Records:
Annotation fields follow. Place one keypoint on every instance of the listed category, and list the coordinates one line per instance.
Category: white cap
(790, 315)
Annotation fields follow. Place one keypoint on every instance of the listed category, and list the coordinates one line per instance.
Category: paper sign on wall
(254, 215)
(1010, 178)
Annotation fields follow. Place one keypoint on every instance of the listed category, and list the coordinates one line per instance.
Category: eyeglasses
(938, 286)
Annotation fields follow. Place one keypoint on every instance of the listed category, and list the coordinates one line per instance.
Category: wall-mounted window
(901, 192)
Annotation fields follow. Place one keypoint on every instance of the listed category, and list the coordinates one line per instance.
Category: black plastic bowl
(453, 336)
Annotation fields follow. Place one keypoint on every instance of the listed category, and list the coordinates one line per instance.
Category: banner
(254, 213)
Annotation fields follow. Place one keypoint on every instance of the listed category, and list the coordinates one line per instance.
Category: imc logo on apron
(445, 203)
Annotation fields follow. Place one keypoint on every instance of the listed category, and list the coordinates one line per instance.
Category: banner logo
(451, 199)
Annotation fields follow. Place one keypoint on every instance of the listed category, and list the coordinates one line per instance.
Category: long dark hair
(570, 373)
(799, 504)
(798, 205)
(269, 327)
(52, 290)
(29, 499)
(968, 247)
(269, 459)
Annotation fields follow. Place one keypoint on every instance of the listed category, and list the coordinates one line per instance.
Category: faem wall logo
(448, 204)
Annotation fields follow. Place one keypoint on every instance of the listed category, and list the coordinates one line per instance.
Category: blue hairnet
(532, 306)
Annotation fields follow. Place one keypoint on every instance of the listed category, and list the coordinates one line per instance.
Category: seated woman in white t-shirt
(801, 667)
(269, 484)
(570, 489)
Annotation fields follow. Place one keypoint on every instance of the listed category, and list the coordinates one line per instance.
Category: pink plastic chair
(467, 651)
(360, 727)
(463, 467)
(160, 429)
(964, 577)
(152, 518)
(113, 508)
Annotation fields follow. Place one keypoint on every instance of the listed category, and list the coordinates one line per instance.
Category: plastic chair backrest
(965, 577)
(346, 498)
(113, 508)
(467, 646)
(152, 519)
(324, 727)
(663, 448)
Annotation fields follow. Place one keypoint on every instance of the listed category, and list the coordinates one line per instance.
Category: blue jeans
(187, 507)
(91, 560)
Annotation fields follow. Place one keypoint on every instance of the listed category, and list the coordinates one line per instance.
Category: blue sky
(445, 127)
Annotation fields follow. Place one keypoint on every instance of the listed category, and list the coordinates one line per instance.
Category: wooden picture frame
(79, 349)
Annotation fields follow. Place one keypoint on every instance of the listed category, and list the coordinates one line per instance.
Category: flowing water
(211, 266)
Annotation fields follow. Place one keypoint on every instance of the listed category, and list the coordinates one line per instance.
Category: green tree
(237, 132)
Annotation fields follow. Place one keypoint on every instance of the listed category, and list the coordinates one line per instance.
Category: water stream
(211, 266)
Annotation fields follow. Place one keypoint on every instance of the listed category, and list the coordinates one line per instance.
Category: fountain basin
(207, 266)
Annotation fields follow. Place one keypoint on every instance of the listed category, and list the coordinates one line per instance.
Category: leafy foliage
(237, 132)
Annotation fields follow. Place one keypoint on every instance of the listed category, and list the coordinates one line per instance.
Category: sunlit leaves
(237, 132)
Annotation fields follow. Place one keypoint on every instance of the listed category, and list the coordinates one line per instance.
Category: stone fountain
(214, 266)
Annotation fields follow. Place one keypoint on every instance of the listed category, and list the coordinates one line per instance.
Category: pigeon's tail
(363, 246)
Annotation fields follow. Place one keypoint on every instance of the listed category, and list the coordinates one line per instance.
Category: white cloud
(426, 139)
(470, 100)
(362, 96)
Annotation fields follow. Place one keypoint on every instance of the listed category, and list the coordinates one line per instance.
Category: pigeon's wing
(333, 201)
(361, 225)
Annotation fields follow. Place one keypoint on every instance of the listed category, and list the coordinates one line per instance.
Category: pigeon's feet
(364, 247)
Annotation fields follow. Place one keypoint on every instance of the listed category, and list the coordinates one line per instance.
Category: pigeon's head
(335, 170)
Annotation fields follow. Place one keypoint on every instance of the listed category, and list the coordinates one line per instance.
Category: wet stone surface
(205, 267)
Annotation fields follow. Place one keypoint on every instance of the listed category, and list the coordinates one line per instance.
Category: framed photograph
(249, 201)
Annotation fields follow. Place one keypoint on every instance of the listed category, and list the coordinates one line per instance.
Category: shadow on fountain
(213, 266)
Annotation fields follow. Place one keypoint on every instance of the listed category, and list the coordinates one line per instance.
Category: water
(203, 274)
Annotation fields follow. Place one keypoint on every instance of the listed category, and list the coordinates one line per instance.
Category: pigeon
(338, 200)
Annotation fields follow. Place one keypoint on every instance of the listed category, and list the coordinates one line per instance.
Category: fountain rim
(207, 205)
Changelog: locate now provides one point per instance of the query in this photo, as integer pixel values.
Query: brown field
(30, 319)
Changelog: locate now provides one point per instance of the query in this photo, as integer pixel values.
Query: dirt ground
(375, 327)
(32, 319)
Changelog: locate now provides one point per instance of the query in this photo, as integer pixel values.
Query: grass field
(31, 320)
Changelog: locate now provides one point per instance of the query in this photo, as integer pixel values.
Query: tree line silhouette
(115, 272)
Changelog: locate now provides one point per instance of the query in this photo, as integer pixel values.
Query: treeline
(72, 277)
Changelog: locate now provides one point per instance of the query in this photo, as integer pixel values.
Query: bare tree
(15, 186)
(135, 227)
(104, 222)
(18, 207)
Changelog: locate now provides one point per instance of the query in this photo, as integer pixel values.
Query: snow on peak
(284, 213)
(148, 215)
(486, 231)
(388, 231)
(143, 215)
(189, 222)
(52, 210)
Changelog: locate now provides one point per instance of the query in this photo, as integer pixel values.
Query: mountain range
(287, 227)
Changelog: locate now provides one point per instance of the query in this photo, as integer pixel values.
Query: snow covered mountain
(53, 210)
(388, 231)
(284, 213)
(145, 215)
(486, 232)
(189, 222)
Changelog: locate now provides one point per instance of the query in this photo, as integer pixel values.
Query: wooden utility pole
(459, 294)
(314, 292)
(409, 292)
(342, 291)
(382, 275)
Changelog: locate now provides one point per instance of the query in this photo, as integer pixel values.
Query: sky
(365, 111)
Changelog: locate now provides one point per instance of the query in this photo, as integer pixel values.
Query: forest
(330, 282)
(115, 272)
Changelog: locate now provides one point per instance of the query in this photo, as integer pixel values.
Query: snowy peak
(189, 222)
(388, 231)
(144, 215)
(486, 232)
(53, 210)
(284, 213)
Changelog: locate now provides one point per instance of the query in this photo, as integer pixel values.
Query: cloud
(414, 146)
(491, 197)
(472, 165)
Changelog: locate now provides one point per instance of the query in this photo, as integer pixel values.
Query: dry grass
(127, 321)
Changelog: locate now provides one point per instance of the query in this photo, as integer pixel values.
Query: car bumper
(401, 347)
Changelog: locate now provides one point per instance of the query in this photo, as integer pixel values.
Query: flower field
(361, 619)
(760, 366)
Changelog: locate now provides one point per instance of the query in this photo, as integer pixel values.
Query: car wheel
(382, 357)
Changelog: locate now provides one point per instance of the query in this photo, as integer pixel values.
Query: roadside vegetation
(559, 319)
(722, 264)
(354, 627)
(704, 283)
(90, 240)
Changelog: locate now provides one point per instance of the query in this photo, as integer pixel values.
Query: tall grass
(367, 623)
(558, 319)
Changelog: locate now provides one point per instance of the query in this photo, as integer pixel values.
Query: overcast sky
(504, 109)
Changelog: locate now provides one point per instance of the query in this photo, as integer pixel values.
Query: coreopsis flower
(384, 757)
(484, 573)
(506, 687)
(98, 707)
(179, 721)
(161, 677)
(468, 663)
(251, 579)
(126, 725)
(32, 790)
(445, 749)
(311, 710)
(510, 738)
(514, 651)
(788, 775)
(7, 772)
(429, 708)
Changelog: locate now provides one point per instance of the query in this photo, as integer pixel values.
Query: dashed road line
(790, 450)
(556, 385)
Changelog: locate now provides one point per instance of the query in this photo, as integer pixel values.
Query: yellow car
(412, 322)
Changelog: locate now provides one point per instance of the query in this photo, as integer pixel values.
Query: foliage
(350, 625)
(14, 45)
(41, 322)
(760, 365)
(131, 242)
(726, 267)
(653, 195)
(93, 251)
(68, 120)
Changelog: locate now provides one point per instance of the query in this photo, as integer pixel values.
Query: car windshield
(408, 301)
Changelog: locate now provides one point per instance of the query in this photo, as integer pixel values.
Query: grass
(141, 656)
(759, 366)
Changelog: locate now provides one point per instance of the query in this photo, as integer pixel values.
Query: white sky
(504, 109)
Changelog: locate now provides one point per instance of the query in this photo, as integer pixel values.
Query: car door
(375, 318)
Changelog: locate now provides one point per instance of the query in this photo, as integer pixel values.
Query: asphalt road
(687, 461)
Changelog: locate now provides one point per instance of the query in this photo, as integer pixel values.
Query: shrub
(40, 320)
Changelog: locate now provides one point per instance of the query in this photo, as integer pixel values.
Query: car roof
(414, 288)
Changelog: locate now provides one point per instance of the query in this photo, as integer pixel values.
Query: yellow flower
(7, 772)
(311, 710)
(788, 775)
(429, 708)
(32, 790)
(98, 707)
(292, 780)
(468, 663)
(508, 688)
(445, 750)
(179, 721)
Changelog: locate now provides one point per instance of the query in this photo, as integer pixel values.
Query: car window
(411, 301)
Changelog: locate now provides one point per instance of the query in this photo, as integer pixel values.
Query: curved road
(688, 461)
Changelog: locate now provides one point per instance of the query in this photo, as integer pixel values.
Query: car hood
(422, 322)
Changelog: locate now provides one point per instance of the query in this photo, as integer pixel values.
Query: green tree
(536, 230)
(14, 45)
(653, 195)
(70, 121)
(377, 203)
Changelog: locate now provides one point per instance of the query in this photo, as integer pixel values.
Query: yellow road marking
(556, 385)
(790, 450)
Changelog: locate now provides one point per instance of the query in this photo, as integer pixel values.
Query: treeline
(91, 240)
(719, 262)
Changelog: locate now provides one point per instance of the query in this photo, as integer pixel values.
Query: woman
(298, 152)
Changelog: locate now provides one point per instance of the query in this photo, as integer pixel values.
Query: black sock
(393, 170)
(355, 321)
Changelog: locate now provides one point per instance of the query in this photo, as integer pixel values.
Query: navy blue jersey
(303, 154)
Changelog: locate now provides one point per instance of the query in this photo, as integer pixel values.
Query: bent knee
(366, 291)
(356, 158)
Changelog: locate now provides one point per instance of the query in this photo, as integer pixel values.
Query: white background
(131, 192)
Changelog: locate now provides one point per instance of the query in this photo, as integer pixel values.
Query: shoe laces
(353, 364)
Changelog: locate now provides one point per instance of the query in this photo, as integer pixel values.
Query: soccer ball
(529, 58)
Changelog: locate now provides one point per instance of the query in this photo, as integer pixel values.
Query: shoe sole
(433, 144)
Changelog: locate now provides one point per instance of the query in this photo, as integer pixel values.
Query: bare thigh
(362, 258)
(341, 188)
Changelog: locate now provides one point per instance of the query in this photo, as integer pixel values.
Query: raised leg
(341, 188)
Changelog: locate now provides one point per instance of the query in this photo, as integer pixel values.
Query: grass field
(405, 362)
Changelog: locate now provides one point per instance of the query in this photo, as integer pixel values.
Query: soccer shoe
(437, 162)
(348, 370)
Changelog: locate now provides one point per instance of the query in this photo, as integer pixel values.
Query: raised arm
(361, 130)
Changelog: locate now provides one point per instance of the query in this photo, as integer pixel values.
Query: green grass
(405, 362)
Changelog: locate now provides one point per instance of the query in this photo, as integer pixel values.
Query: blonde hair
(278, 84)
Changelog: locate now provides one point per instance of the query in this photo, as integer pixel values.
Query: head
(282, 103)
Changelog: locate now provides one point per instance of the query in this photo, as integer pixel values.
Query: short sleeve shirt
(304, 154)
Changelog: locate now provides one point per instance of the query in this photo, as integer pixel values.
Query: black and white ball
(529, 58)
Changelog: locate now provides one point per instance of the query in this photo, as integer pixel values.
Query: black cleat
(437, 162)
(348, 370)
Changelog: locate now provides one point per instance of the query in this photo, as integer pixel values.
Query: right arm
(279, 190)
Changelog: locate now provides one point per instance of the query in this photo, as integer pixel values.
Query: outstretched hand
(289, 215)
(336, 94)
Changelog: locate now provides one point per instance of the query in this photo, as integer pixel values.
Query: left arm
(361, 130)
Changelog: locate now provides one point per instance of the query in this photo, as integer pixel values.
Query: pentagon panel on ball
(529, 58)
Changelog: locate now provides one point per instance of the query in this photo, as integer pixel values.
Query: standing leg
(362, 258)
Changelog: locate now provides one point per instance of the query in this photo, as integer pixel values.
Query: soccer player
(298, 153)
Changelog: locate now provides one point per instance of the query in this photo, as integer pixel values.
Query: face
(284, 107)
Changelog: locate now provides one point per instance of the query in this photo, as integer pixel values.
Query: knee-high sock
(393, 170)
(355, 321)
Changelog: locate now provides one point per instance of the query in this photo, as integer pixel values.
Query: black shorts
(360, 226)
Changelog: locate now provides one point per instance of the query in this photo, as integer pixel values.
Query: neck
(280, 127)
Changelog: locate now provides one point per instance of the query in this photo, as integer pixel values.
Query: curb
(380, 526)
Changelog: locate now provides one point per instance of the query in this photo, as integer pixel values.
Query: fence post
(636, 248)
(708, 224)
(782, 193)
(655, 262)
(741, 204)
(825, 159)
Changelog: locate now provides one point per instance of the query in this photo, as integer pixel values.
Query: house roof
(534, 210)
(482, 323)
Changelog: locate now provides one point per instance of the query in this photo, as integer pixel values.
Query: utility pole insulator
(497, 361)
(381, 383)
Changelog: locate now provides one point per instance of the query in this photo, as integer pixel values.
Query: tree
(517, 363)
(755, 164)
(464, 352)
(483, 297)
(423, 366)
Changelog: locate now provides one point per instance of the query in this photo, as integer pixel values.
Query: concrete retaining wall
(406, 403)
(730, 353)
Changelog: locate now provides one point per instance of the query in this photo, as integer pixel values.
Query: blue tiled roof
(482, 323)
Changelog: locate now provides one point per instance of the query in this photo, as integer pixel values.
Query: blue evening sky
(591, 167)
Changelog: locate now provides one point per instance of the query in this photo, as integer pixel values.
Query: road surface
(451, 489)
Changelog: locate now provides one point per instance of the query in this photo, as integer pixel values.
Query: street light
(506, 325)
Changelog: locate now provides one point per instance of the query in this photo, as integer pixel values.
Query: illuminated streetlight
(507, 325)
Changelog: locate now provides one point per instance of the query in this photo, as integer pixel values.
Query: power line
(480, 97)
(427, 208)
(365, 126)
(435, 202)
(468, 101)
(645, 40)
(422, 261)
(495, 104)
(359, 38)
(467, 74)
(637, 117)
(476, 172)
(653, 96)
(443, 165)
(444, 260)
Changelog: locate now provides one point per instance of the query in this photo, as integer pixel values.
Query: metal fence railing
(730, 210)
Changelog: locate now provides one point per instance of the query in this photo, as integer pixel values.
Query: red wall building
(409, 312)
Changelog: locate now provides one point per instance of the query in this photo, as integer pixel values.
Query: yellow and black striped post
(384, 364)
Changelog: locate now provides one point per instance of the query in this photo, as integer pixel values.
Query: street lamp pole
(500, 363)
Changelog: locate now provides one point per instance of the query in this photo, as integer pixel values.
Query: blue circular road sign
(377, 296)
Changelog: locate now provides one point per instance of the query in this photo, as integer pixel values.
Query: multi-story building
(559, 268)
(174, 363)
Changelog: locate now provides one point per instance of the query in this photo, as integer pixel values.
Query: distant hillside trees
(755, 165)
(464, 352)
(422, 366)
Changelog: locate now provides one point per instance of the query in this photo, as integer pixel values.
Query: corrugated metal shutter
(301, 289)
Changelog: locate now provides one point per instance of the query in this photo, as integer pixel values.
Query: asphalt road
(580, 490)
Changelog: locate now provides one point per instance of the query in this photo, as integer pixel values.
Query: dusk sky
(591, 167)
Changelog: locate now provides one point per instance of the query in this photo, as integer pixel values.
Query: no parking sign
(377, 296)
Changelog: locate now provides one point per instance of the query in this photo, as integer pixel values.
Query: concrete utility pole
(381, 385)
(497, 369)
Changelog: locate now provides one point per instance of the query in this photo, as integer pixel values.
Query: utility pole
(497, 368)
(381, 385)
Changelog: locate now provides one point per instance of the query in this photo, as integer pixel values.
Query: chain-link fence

WHAT IS EXPECTED:
Show each line of the records above that contains the string "sign".

SOLUTION FOR THIS TASK:
Category: paper sign on wall
Query: blue circular road sign
Query: no parking sign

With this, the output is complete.